> What to work on
Format the lines from the one containing "Annotation guideline — the target class is gold" up to and including the one containing "251;218;260;230" as a Markdown table. Use the column Row for a row number and the column Line for the line itself, and omit any blank lines.

Collection entries:
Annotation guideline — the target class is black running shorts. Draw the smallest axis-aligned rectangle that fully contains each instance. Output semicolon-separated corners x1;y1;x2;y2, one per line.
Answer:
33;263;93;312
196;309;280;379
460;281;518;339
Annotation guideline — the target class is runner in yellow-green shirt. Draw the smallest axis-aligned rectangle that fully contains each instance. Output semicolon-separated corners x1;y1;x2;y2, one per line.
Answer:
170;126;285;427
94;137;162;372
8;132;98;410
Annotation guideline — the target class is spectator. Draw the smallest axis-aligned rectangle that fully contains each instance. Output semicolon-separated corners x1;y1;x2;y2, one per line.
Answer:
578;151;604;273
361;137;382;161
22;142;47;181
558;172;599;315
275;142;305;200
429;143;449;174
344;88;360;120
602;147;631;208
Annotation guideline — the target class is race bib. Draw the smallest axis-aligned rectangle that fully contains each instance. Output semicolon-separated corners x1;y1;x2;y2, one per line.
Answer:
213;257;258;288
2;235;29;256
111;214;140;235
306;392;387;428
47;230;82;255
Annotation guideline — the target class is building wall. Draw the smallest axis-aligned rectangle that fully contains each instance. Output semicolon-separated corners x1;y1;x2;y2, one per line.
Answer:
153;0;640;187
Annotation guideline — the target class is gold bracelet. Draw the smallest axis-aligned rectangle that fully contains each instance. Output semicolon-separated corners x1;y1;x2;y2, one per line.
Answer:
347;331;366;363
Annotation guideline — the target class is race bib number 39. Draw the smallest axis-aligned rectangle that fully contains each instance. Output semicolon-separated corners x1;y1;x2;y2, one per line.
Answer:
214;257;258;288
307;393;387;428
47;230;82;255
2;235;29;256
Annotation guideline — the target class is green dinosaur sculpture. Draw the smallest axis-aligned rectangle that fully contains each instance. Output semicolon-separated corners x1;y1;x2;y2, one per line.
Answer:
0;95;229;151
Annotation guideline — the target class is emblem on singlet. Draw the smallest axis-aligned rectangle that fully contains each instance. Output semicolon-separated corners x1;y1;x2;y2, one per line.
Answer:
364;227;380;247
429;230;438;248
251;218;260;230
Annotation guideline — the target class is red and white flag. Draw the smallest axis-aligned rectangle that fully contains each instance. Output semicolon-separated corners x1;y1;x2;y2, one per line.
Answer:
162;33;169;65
* * *
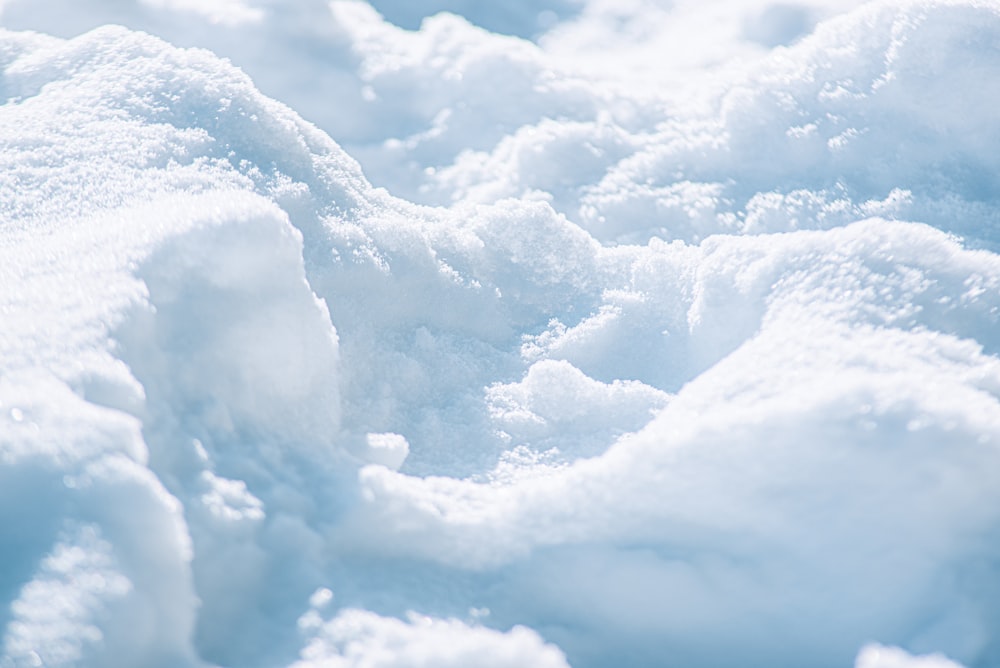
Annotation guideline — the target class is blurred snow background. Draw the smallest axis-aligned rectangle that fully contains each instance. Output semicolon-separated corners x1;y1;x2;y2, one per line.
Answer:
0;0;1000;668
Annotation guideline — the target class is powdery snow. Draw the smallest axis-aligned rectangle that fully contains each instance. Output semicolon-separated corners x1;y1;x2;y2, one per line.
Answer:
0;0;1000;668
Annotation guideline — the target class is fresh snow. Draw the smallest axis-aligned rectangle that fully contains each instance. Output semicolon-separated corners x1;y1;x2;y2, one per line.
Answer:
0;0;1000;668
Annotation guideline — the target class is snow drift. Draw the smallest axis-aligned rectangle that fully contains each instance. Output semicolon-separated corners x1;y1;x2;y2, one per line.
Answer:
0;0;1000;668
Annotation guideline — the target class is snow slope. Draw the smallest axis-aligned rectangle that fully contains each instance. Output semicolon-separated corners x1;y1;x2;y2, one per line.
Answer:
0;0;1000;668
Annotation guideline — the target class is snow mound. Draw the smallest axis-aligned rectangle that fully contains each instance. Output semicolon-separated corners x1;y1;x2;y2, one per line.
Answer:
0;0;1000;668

> Answer to this task
| Row | Line |
|---|---|
| 1 | Annotation guideline — the target class is gold bracelet. Draw the smallest axis-aligned rectangle that fully contains each instance. Output semicolon-separated corners x1;y1;x2;y2, one per line. |
| 2 | Answer: |
| 3 | 347;331;366;363 |
| 4 | Annotation guideline — the target class is race bib number 39. Draw the smallest axis-aligned rectangle that fully contains each instance. Output semicolon-separated corners x1;y1;x2;y2, one per line. |
| 5 | Answer: |
| 6 | 214;257;258;288 |
| 7 | 307;393;387;428 |
| 8 | 47;230;82;255 |
| 9 | 2;235;29;256 |
| 10 | Annotation guideline — the target class is green dinosaur sculpture. Draw the smallest axis-aligned rectangle that fully contains each instance. Output semicolon-separated corners x1;y1;x2;y2, one per line. |
| 11 | Answer: |
| 12 | 0;95;229;151 |
| 13 | Annotation guideline — the target class is emblem on singlet. Draw the smallest axis-aligned rectangle that fully contains each instance. Output semicolon-separated corners x1;y1;x2;y2, one per line. |
| 14 | Answer: |
| 15 | 364;227;380;247 |
| 16 | 429;230;438;248 |
| 17 | 251;218;260;230 |